[Given passage]

Wednesday, March 6, 2013

A masterful memoir by LInda Joy Myers

I had the pleasure of reading a review copy of Linda Joy Myers re-released memoir, Don't Call Me Mother. Every memoir writer should read, savor, and learn from the mastery in the way this book is written.

Is this a great cover?


Linda Joy Myer’s memoir, Don’t Call Me Mother: A Daughter’s Journey form Abandonment to Forgiveness, totally fulfills her memoir writing axioms: write to heal, write your truth, write to bring your dark stories into the light.

From the minute I picked up this book and started reading I was hooked. Her poetically visceral words drew me in and never let me go. Even when I had to take a break from her increasingly dark story of being abandoned by her mother and living with an abusive and controlling grandmother, her words stuck with me. They still do. I couldn’t believe how this woman could have lived through such a childhood and come out alive, whole, and productive.

Emerging as a viable adult was a grueling process. She revisited the cities and farm land where she grew up, she walked through the houses where the abusive experiences occurred, she interviewed family members to verify her memories were real, she made peace with her sexually abusive cousin, and she sat with her dying mother by her hospice bedside and actually forgave her.  In the end, she reached her goal of not perpetuating the cycle of abandonment she and her mother both experienced.

Besides being taken in by the compelling story I became enthralled with the music of Linda Joy’s words. She brings in all the senses. She uses metaphor like a master. I experienced the drumbeat and whistles of the always arriving and departing trains, the burgundy and rust colors of the symphonic music she played as a young girl, her grandmother’s slaps on her little girl’s face, the belt strokes on her bare behind in her foster mother’s basement, her father’s inappropriate kisses on her lips, and the heat of the mud that she and her adult daughter sunk into while together at a Calistoga spa.

Ultimately this is a memoir about love and forgiveness. It became that because Linda Joy worked hard at it. She always hoped for her mother to acknowledge her and love her, and almost by brute force hope is fulfilled. Through years of therapy and becoming a therapist herself, Linda Joy finally found peace and forgiveness and learned how to be a loving mother and grandmother herself.

[Given data]
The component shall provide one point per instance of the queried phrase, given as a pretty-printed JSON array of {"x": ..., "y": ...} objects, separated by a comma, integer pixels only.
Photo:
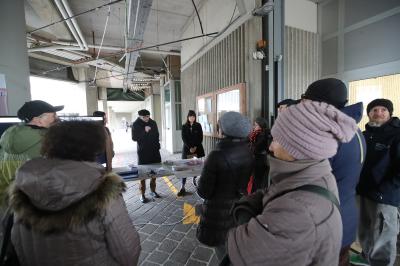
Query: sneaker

[Brief] Translate this sentence from the memoir review into Spanish: "Ultimately this is a memoir about love and forgiveness."

[Completed exercise] En definitiva, estas son unas memorias sobre el amor y el perdón.